§ **What you have to do**
Recast every line of the listing below as a JSON list of strings, one string per line, with blank lines left out.

Coordinate annotation entries
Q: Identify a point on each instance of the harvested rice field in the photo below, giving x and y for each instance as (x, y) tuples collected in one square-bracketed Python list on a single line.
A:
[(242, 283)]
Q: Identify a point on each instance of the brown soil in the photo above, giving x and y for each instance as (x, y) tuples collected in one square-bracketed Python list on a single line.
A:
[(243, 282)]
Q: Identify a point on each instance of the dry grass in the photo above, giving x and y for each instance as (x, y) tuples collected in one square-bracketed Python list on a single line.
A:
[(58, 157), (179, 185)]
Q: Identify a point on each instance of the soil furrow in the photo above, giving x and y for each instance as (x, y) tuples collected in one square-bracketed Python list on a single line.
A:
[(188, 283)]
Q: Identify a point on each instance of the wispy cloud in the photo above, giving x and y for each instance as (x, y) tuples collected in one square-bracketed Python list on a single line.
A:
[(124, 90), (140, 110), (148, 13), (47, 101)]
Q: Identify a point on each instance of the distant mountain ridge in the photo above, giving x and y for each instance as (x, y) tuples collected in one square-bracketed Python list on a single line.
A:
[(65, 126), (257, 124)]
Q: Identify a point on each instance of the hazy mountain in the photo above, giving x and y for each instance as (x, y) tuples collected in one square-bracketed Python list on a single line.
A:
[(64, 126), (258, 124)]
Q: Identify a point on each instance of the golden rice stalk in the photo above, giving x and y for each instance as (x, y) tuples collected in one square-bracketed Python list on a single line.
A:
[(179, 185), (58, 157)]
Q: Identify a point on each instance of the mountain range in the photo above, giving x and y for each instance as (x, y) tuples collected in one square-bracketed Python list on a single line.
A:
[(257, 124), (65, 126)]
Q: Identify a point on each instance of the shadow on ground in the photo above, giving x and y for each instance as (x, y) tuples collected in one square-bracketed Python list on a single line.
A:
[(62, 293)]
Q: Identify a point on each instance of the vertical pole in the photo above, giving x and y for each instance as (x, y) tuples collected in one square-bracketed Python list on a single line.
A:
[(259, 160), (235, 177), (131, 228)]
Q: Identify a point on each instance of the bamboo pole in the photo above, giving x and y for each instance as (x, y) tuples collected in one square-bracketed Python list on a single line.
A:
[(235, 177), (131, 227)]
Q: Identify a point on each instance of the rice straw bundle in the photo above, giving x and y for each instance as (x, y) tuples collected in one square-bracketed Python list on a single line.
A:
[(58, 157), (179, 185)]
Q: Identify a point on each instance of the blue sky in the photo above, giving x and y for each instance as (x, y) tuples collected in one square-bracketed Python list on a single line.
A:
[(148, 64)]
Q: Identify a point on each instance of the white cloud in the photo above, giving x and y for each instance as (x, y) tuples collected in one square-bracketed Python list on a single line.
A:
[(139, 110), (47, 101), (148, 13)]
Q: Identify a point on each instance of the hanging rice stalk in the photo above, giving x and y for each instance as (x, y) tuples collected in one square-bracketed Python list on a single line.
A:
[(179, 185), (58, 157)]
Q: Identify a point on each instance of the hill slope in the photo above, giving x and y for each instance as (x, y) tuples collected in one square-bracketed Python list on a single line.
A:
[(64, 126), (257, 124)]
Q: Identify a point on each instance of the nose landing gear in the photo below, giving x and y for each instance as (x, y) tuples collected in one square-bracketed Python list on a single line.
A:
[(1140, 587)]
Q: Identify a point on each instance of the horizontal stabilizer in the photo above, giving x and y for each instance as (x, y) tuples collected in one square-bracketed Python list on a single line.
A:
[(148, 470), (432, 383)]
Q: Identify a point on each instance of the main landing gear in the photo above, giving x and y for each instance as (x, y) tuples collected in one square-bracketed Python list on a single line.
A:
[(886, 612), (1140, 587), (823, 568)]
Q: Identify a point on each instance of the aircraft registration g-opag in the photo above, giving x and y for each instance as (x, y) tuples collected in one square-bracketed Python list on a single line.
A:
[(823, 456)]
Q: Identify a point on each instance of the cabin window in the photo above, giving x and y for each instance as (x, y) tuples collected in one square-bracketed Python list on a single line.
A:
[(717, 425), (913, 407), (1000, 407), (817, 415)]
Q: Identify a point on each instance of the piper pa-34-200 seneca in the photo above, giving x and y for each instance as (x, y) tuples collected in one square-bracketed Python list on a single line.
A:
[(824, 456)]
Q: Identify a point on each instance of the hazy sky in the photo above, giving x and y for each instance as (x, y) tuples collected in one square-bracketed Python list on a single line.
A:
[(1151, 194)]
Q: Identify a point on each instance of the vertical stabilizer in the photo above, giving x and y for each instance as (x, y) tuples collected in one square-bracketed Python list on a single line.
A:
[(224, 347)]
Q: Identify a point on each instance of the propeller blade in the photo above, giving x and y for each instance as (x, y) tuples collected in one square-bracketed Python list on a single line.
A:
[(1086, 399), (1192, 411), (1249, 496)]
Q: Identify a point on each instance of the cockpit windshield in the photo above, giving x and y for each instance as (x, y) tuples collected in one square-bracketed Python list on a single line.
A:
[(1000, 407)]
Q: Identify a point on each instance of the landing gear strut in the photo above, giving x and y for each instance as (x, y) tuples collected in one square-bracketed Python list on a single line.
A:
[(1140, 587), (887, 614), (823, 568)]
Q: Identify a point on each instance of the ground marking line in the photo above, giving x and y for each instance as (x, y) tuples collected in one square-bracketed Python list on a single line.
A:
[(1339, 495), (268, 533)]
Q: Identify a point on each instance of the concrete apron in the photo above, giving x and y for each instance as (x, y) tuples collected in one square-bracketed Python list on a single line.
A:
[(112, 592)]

§ **Output**
[
  "Q: Identify a point on each instance of the harvested rice field in the photo below, giving x and y for each instance as (x, y) tuples collected in one square-bracketed Python list on a single line.",
  "A:",
  "[(242, 283)]",
  "Q: Identify a point on each instance of the brown soil in the photo above, giving x and y for each instance as (x, y) tuples collected in one square-bracketed Python list on a single line.",
  "A:",
  "[(243, 282)]",
  "Q: Identify a point on each instance of the dry grass in the photo above, giving x and y for each instance as (x, y) tuples collected in one square-bracketed Python list on a single line.",
  "A:",
  "[(58, 157), (179, 185)]",
  "Q: Identify a point on each instance of the soil furrow in the photo above, giving x and y for each instance as (x, y) tuples collected in one square-bracketed Python list on a single line.",
  "A:",
  "[(188, 283)]",
  "Q: Identify a point on each instance of the wispy cloud in the photo above, giving x and y for each instance as (x, y) tuples collected in one square-bracketed Python list on a single line.",
  "A:",
  "[(124, 90), (140, 110), (148, 13), (47, 101)]",
  "Q: Identify a point on each instance of the distant mountain ridge in the photo above, giving x and y for each instance as (x, y) tuples collected in one square-bracketed Python list on a single line.",
  "A:",
  "[(65, 126), (257, 124)]",
  "Q: Identify a point on each instance of the hazy mountain in the photo above, giving x and y for each instance as (x, y) tuples collected in one square-bracketed Python list on a single line.",
  "A:",
  "[(64, 126), (258, 124)]",
  "Q: Identify a point on each instance of the golden rice stalk in the photo above, giving x and y for each instance as (x, y) tuples collected in one square-bracketed Python list on a single line.",
  "A:",
  "[(179, 185), (58, 157)]",
  "Q: Identify a point on each instance of the mountain range in the photo above, giving x and y for each instance as (x, y) tuples collected in one square-bracketed Python list on a single line.",
  "A:",
  "[(257, 124), (65, 126)]",
  "Q: Identify a point on each instance of the shadow on ground in the photo above, giving x and y for each instance as (x, y) tuples collected in one square-bracketed Python list on a single line.",
  "A:",
  "[(62, 293)]",
  "Q: Identify a point on each instance of the vertical pole in the photo above, giving x and y for each instance as (x, y) tuples collected in one square-bracketed Python list on a single line.",
  "A:",
  "[(259, 160), (235, 177), (131, 228)]",
  "Q: Identify a point on each instance of the bamboo pole in the photo above, giving x and y for each instance as (x, y) tuples collected in one square-bracketed Python list on a single line.",
  "A:",
  "[(235, 177), (131, 227)]",
  "Q: Identify a point on each instance of the rice straw bundle in the photo above, giving x and y for each instance as (x, y) tuples collected in one square-bracketed Python list on a single line.",
  "A:",
  "[(58, 157), (179, 185)]",
  "Q: Identify a point on each instance of the blue sky in the photo above, giving x and y for each instance as (x, y) tuples collected in one square-bracketed Python list on a single line.",
  "A:",
  "[(148, 64)]",
  "Q: Identify a point on each instance of the white cloud in the photo above, giving x and y for each instance as (x, y) tuples collected in one square-bracketed Python list on a single line.",
  "A:",
  "[(139, 110), (47, 101), (148, 13)]",
  "Q: Identify a point on each instance of the hanging rice stalk in the photo above, giving x and y for each instance as (x, y) tuples collected in one square-bracketed Python list on a single line.",
  "A:",
  "[(179, 185), (58, 157)]",
  "Q: Identify a point on each instance of the hill slope in the photo above, giving x and y for each instance as (x, y) tuples collected in one square-bracketed Python list on a single line.",
  "A:",
  "[(64, 126), (257, 124)]",
  "Q: Identify a point on each instance of the nose landing gear in the photo below, giving x and y for each instance as (x, y) tuples collected in one square-bracketed Python list on a single line.",
  "A:",
  "[(1140, 587)]",
  "Q: Identify a point on each instance of the horizontal stabilizer in the photo above, giving x and y for each instance as (x, y) tuples collected in one square-bracketed Python list on a single line.",
  "A:",
  "[(148, 470), (432, 383)]",
  "Q: Identify a point on each instance of the main landing gear in the photo above, giving x and y for each instance as (x, y) tuples collected in one square-bracketed Python list on a single line.",
  "A:",
  "[(886, 612), (1140, 587), (823, 568)]",
  "Q: Identify a point on each instance of the aircraft registration g-opag in the photo above, giving x and y for each instance as (x, y) tuples collected in one square-bracketed Python list on a single line.",
  "A:",
  "[(823, 456)]",
  "Q: Identify a point on each instance of the cabin window in the photo above, giving x and y for each instance as (x, y) tuples collected in one square-bracketed Python list on a single line.",
  "A:",
  "[(717, 425), (913, 407), (1000, 407), (817, 415)]",
  "Q: Identify a point on each instance of the piper pa-34-200 seneca in the photo above, giving x and y for each instance as (x, y) tuples collected in one square-bracketed Python list on a single line.",
  "A:",
  "[(824, 456)]",
  "Q: Identify a point on each instance of the hazy sky in the photo above, giving x and y for each instance as (x, y) tuples collected in one square-bracketed Python list on a single line.",
  "A:",
  "[(1151, 194)]",
  "Q: Identify a point on each instance of the vertical stabilizer in the photo above, giving x and y for each instance as (x, y) tuples collected in one square-bracketed Python list on a single line.",
  "A:",
  "[(224, 347)]",
  "Q: Identify a point on each instance of the propeller blade in the photo above, giving x and y for each instance as (x, y) tuples collected in one square-bracketed Python list on a single line.",
  "A:",
  "[(1086, 399), (1192, 411), (1249, 496)]",
  "Q: Identify a point on each instance of the cockpit windshield in the photo above, giving x and y for each instance as (x, y) tuples collected in one square-bracketed Python list on a single line.",
  "A:",
  "[(1000, 407)]",
  "Q: Identify a point on each instance of the landing gear strut in the photo above, giving x and y for each instance as (x, y) tuples collected in one square-bracketed Python list on a single line.",
  "A:",
  "[(1140, 587), (887, 614), (823, 568)]",
  "Q: Identify a point on each instance of the ground marking line in the photo above, giving x and y for each instance as (x, y) tuples collected in one square-bracketed Python list on a single line.",
  "A:",
  "[(1339, 495), (268, 533)]",
  "Q: Identify a point on each instance of the concrete apron in the photo above, giving x and y for each instance as (x, y) tuples collected in one square-bracketed Python list on a single line.",
  "A:",
  "[(112, 592)]"
]